WORK INSTRUCTIONS => Write out the full set of records exactly. Any pictures in them do not belong in the copy.

EXCERPTED DATA =>
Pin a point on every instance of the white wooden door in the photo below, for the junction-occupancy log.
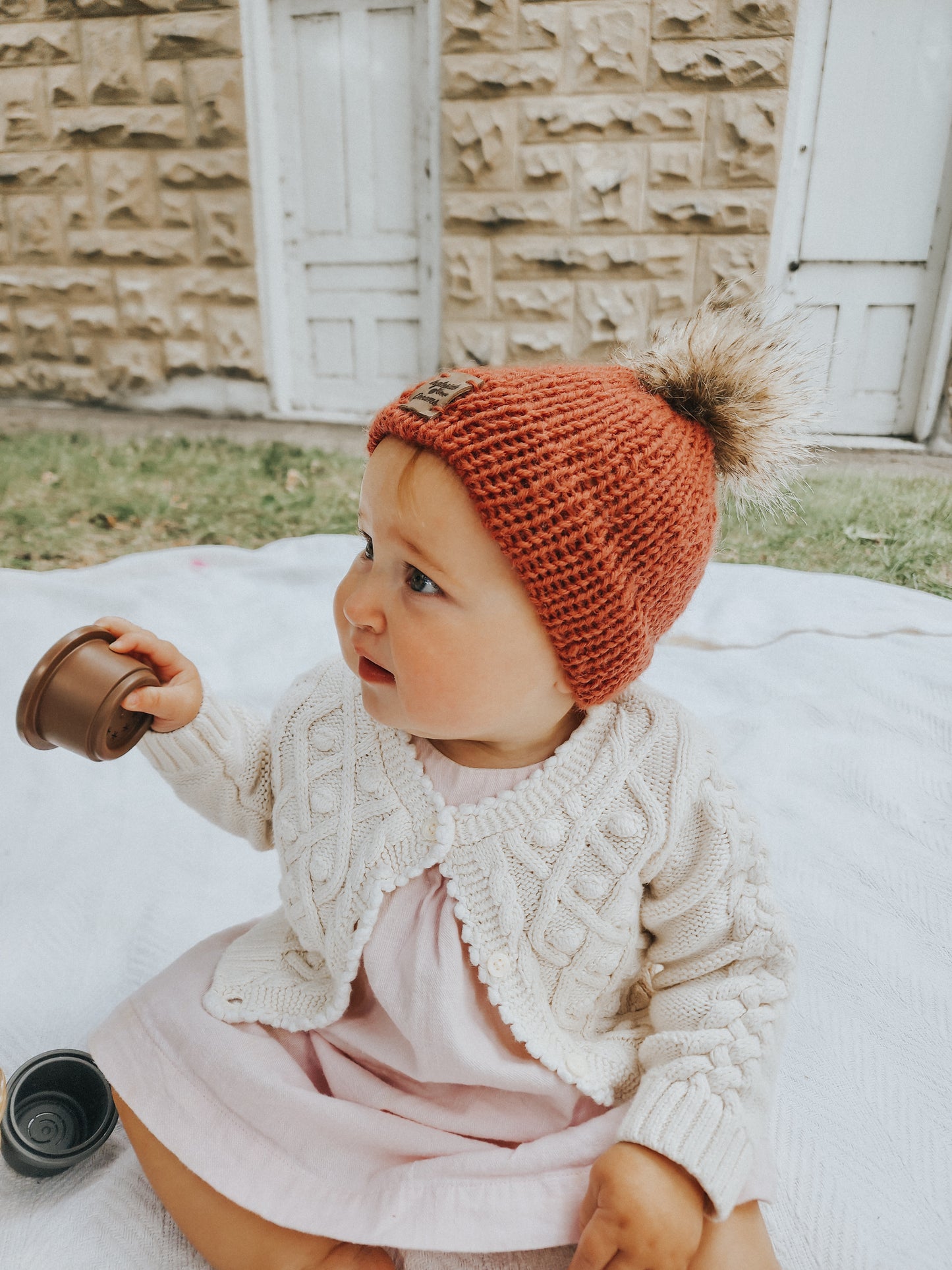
(875, 214)
(350, 86)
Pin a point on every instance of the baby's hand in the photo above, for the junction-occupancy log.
(179, 699)
(641, 1212)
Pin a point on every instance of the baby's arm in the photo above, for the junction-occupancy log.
(215, 756)
(724, 962)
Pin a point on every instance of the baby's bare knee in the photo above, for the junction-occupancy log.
(350, 1256)
(739, 1244)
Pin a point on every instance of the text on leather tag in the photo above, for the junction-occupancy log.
(432, 398)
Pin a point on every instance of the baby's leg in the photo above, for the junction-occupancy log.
(739, 1244)
(227, 1236)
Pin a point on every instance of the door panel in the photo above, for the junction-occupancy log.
(875, 226)
(353, 168)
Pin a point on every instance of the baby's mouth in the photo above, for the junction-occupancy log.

EXERCISE RESULT =>
Pin a point on every instance of the white wooden door in the photo below, for the junction-occupancy log.
(875, 214)
(350, 86)
Pin a point on every instance of the baby's hand in the photo above, for the junction-occupancy log.
(179, 699)
(641, 1212)
Pin a point on every instance of the baby's arm in the photo above, for the junction-occupancy log.
(215, 756)
(724, 962)
Pin a point on every instance of the baby's bare knee in the photo above, for the junction-occupancy log.
(350, 1256)
(739, 1244)
Pin a point on every instance of the text on leather tag in the photo above, for the junction-occupancy log.
(432, 398)
Pin a point on every instance of the baby's leg in the photo above, for the junction-occupancy log.
(739, 1244)
(227, 1236)
Pin a point on every instance of the door panel in the photo above, for the junction-occupancy log.
(875, 226)
(353, 168)
Pin a point on every instance of the baby's mouth in the photo above, for the junction-occupancy log.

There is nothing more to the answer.